ESTRATTO DELLA PAGINA →
◇ ◇ ◇

Arturo Cavaliere (Foto: Saverio De Giglio © Imagoeconomica)

Niente timidezze, niente mezze misure. L’azzeramento di un Atto Aziendale non è una scelta amministrativa. È un atto politico. Coraggioso, netto. È il messaggio che il direttore generale della Asl di Frosinone Arturo Cavaliere ha voluto lanciare ieri sera con la revoca della proposta di Atto Aziendale approvata oltre un anno fa.

Non si tratta di un banale passo indietro, né di una marcia forzata in retro. È l’inizio di una ripartenza. Perché in sanità, come in politica, c’è un tempo per gestire l’esistente e un tempo per ricostruire. Cavaliere ha scelto il secondo. Lo ha fatto dopo aver sospeso cautelativamente, già dal primo luglio, la delibera 482 del 16 giugno scorso. Un atto dovuto, sì, ma anche un segnale chiaro: il tempo dei compromessi ereditati è finito.

L’Atto da ridisegnare

L’Atto Aziendale, per chi non mastica di tecnicismi, è molto più che un documento burocratico. È la mappa strategica con cui un’Azienda Sanitaria disegna il suo futuro. Serve a stabilire priorità, risorse, modelli organizzativi, investimenti. E soprattutto a decidere chi fa cosa e dove. In poche parole: come si cura la gente in un territorio.

◇ ◇ ◇

ESERCIZI PROPOSTI →
[1] Trascrivi fedelmente le righe che vanno da quella contenente "Kindly give the mask of every instance of the black" fino all'ultima riga, entrambe comprese.
[2] Scrivi la parte successiva del brano sulla revoca dell'Atto Aziendale della Asl di Frosinone, riprendendo subito dopo l'ultima frase riportata.

Voci di contorno per le immagini →

◇ ◇ ◇

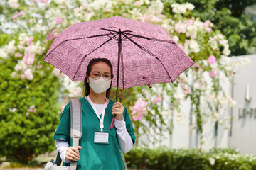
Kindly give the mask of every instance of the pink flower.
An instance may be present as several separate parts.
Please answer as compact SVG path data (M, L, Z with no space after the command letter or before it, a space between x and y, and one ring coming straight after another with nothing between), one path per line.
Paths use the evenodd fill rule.
M214 64L215 63L216 58L214 55L210 55L209 58L207 60L207 62L210 64Z
M203 26L205 27L208 27L211 24L211 22L210 21L210 20L206 20L204 23L203 23Z
M56 76L58 76L60 74L60 71L58 69L54 67L54 69L53 70L53 74L54 75L55 75Z
M24 11L23 11L23 10L21 10L19 13L18 13L18 15L19 16L24 16L25 15L25 12L24 12Z
M139 113L137 115L132 117L132 120L134 121L138 121L138 120L141 120L142 118L143 118L143 116L144 116L143 114Z
M33 37L28 38L28 39L27 40L27 45L33 45Z
M23 55L19 52L17 52L17 53L15 53L14 56L16 57L21 57L23 56Z
M46 4L47 4L48 0L35 0L35 1L45 3Z
M57 24L60 24L63 22L63 18L61 18L60 16L59 16L57 19L55 20Z
M159 94L157 95L157 97L154 101L152 101L152 103L154 104L156 104L157 103L161 103L161 100L162 100L161 96L161 95Z
M54 29L54 30L53 30L52 32L50 32L47 35L46 40L48 40L49 41L53 40L55 37L55 35L57 35L56 31L57 31L57 30Z
M207 28L206 28L206 30L207 33L210 33L211 31L211 28L210 28L210 27Z
M18 15L17 15L17 14L13 15L13 18L14 18L14 19L18 18Z

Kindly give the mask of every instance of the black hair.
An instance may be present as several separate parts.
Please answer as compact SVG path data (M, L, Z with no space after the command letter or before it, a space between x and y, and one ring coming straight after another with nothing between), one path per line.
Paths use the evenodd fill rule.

◇ ◇ ◇

RISPOSTE AI COMPITI →
[1]
Kindly give the mask of every instance of the black hair.
An instance may be present as several separate parts.
Please answer as compact SVG path data (M, L, Z with no space after the command letter or before it, a space between x and y, and one ring coming straight after another with nothing between), one path per line.
Paths use the evenodd fill rule.

[2]
Il fatto che Cavaliere abbia deciso di rimettere tutto in discussione significa una cosa sola: vuole una sanità che parli con la voce del territorio. E non con l’eco di documenti partoriti in epoche diverse, per contesti ormai superati.

Il precedente Atto, infatti, aveva ricevuto l’ok della Conferenza dei Sindaci nel luglio 2024 e subito dopo era stato ritoccato ad agosto. Tutto prima dell’arrivo di Cavaliere al timone della Asl, che è avvenuto solo a marzo scorso. Tradotto: non era roba sua. E oggi ha deciso di non ereditarla per forza.

Nella delibera si legge che “le previsioni saranno attuate nel rispetto dei vincoli regionali in tema di personale, spesa e reclutamento”. Ma prima ancora di tutto questo, Cavaliere ha voluto concludere le sue interlocuzioni con la Regione. Lo ha fatto in silenzio, senza proclami, ma ora è evidente: vuole metterci la faccia. Vuole un Atto che porti la sua firma e, soprattutto, la sua impronta.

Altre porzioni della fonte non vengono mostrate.